**Short problem:**
Leave the pictures out. Return all other data exactly.
** START **
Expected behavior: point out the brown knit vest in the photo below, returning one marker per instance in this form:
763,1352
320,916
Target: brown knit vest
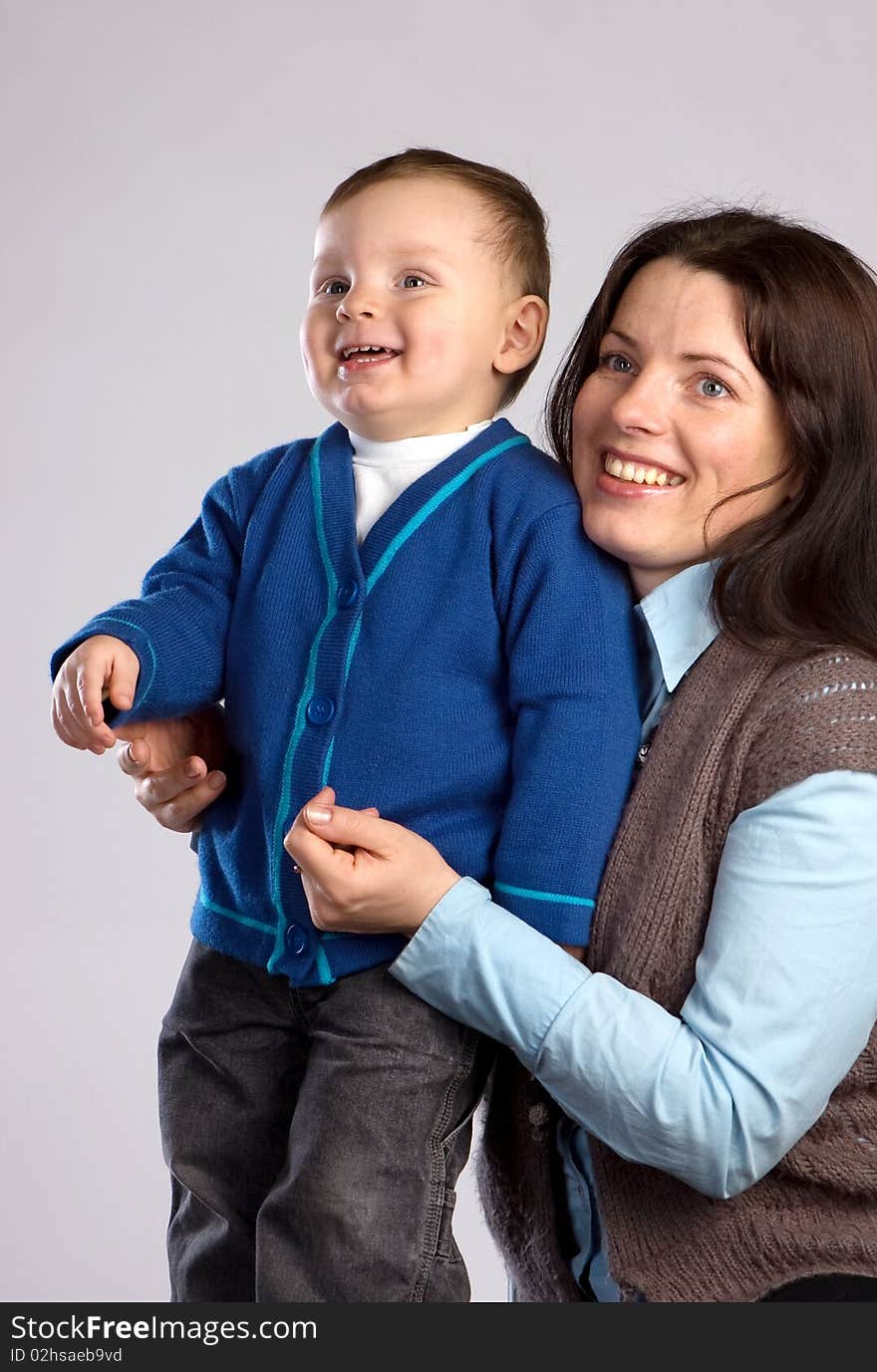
739,727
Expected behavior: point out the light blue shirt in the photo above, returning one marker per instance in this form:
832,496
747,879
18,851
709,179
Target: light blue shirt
784,999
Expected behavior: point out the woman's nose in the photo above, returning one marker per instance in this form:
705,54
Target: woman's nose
641,405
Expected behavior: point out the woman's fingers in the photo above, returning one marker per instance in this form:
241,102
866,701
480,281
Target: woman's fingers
349,828
182,812
134,757
175,796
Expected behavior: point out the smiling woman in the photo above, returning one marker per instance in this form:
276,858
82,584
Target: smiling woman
652,407
709,1076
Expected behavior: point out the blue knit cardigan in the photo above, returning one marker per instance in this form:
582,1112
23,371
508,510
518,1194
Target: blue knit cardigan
469,670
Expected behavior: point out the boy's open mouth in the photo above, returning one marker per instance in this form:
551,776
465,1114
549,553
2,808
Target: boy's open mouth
364,357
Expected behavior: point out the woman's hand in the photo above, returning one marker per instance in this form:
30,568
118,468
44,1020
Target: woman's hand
173,763
364,874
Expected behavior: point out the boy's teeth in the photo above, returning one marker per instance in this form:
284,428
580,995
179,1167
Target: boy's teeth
641,475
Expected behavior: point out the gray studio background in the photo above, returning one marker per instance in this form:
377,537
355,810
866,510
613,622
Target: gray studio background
163,164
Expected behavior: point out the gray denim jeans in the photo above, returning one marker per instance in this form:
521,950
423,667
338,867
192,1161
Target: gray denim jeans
315,1136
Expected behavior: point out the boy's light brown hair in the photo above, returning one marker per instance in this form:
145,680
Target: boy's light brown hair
519,224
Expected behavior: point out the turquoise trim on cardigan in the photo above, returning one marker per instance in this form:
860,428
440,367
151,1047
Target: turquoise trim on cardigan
542,895
128,623
440,495
298,728
324,779
233,914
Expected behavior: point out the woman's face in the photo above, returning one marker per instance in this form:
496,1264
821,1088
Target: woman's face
674,418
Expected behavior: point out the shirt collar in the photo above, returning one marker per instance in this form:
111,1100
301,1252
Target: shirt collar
423,448
680,622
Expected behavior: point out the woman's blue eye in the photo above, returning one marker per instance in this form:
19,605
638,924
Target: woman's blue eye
617,363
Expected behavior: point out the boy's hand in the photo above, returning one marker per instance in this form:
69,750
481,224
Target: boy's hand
102,667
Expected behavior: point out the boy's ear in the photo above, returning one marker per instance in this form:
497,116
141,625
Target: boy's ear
523,335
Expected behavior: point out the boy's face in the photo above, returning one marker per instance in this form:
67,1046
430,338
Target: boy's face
407,266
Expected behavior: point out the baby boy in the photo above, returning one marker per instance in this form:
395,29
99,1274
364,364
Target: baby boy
407,610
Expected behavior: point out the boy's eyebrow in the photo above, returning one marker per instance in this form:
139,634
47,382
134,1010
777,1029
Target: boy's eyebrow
687,357
399,248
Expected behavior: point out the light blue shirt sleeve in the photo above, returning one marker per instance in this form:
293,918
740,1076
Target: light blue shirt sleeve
784,999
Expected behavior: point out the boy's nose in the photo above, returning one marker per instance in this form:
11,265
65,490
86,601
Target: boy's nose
357,305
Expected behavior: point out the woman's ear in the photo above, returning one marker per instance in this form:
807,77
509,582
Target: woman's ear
523,334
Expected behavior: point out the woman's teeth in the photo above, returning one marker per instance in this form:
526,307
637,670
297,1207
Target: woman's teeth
641,475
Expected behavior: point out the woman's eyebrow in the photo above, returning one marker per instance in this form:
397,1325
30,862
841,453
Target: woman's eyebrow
714,357
687,357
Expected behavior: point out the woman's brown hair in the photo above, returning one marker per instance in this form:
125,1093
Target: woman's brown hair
803,577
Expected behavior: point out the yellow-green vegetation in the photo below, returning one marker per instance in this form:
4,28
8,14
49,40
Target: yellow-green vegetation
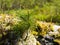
7,22
44,27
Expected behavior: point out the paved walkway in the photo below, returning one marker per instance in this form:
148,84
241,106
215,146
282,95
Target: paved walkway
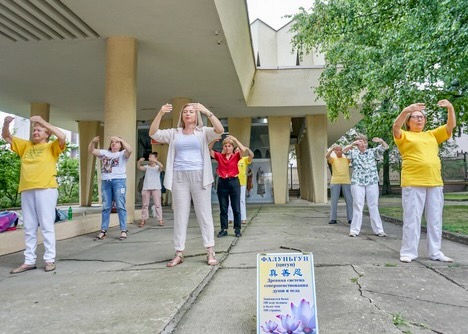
114,286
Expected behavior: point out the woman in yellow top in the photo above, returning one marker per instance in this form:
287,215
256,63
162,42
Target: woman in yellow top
340,182
38,187
421,180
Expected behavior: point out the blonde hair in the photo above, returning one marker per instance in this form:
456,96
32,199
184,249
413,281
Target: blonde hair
34,124
408,116
181,123
228,141
361,137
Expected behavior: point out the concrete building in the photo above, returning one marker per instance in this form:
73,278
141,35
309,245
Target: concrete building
105,67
** END **
**The output:**
Expected behavior: point out the brown knit vest in the photo below, returning one marker per instance in this form:
763,1352
320,916
Target: brown knit vest
739,727
Expected behavior: point out the light blue shirt in the photo above, returning one marker per instance in this form:
832,496
747,879
18,851
709,179
Target: light blue shirt
784,999
Expected behavior: point out the woman's nose in the photo above, returning one marker per instance in this form:
705,54
Target: woman's nose
641,405
Expected behavior: point out the woman's fingers in the photo above, returning one marker per instance in this form:
241,102
866,701
480,281
Target: woman's fingers
349,828
182,812
134,757
175,796
Expected behavior: point out the smiling woman in the photo above, returning one marker per instance in this form:
276,858
82,584
Target: smiling woman
652,407
709,1076
Expected behavior: point out the blue knit cardigan in the photo above, returning one marker per instance in this form:
582,1112
23,371
508,510
518,1194
Target: blue knit cardigan
469,670
Expected behavior: point out the boy's open mouth in the photo above, returning one marker per instance in this form:
551,776
465,1114
549,553
2,808
Target: boy's open mouth
364,357
Expected behavior: point out the woman's hand in the photo above, returning one marker per instance in this form:
30,568
118,468
44,1020
Target: woman's hand
173,763
364,874
Expected behavior: point out the boy's teeth in the photo above, returning one marker per instance in this form:
284,428
580,995
179,1167
Target: boy's teeth
641,475
Expected behavior: point out the gray studio background in the photo above, returning one marker per instance in this form:
377,537
355,810
866,510
613,622
Target: gray studio background
163,164
Expected behavior: point out the gray denim jeans in the photo above, returning one marker per instance in this form:
521,950
423,667
338,867
192,1161
Target: gray denim jeans
315,1136
Expected behavior: point out the boy's light brown hair in the photo above, returning one marker per instance in this form:
145,680
Target: boy's light brown hair
519,224
Expected behavior: point out the turquoise trim on cardigan in the photo above, returning one marker per instance in this form:
860,428
440,367
151,1047
Target: turquoise trim on cardigan
542,895
128,623
440,495
298,728
324,779
233,914
Expected behavior: point out the woman's face in the photo above, returning one marker per instance in this form:
496,1264
821,1088
Target: woman's face
674,418
Expected behavior: point out the shirt collar in the photo above, returning one marker per instance in this form:
111,1100
301,1252
Target: shirt collar
423,448
680,622
Expected behavior: point out the woman's blue eye in the photo above, returning one marker per instance in this form:
19,605
638,924
Target: woman's blue eye
617,363
Expected behavior: point out the boy's hand in the photo above, returning one marker per instance in this form:
69,750
481,224
Target: boy's hand
102,667
Expected behavior: point out the boy's ear in the photo above, returning one marker per instance in this form:
497,116
141,625
Target: boy's ear
523,335
Expected behavior: point out the boy's face in the photo above, returning one marker per instance in this form:
67,1046
430,338
Target: boy's face
407,266
Expected behavior: point out the baby boy in the photo above, returning one marker per instance in this form:
395,29
99,1274
364,364
Target: baby boy
407,610
Expected behavior: point out the boy's eyebrow in the photo above, returning one marker per instance in this form:
139,634
47,382
134,1010
777,1029
Target: boy's eyebrow
687,357
399,248
Expected behavior: point out the light blue shirt sleeve in the photo above, returning one marker per instance in this form:
293,918
740,1076
Target: light blue shirt sleeve
784,999
Expected behavior: point out the boy's nose in the photo above, returning one marker per instance in this form:
11,265
65,490
86,601
Target: boy's nose
357,305
Expected behavior: point out the woman's ear in the photo above, returning one marker per instance in this form:
807,77
509,582
Target: woman's ear
523,334
Expected behavior: point out the woman's teeth in the photo above, returning one marker per instance in this form:
526,307
637,670
297,1207
Target: woman's teeth
641,475
Expected behavior: point out the woman's eyebrow in the photo above, returning one marker per instance in this form:
397,1325
30,862
841,453
Target: woman's eyebrow
714,357
687,357
Expected behavior: point out the woman's brown hair in the photo above, returning one marker per instance in this form:
125,1093
Target: woman's brown hair
803,577
Expected behavior: point out the yellow-green vegetation in the photo below, returning one marker per instance in this form:
4,28
8,14
49,40
Target: yellow-green vegetation
7,22
44,27
Expected behavior: point out the paved walkway in the photo below, returning one marker per instance in this form:
148,84
241,106
215,146
282,95
Target: paved walkway
114,286
Expected behavior: point out the woman in yellow top in the photo above, returning one marker per instance in this form:
287,215
256,63
162,42
Target: woman in yellow top
340,182
38,187
421,180
Expected behavior: point out the blonde hair in the photo above, returning one marker per instance in this form:
456,96
32,199
184,249
413,281
Target: blonde hair
34,124
408,116
181,123
228,141
361,137
Expected behavior: point out the concrete building in the photo above, returning one marker per instance in this form:
73,278
141,35
309,245
Target: concrete building
105,67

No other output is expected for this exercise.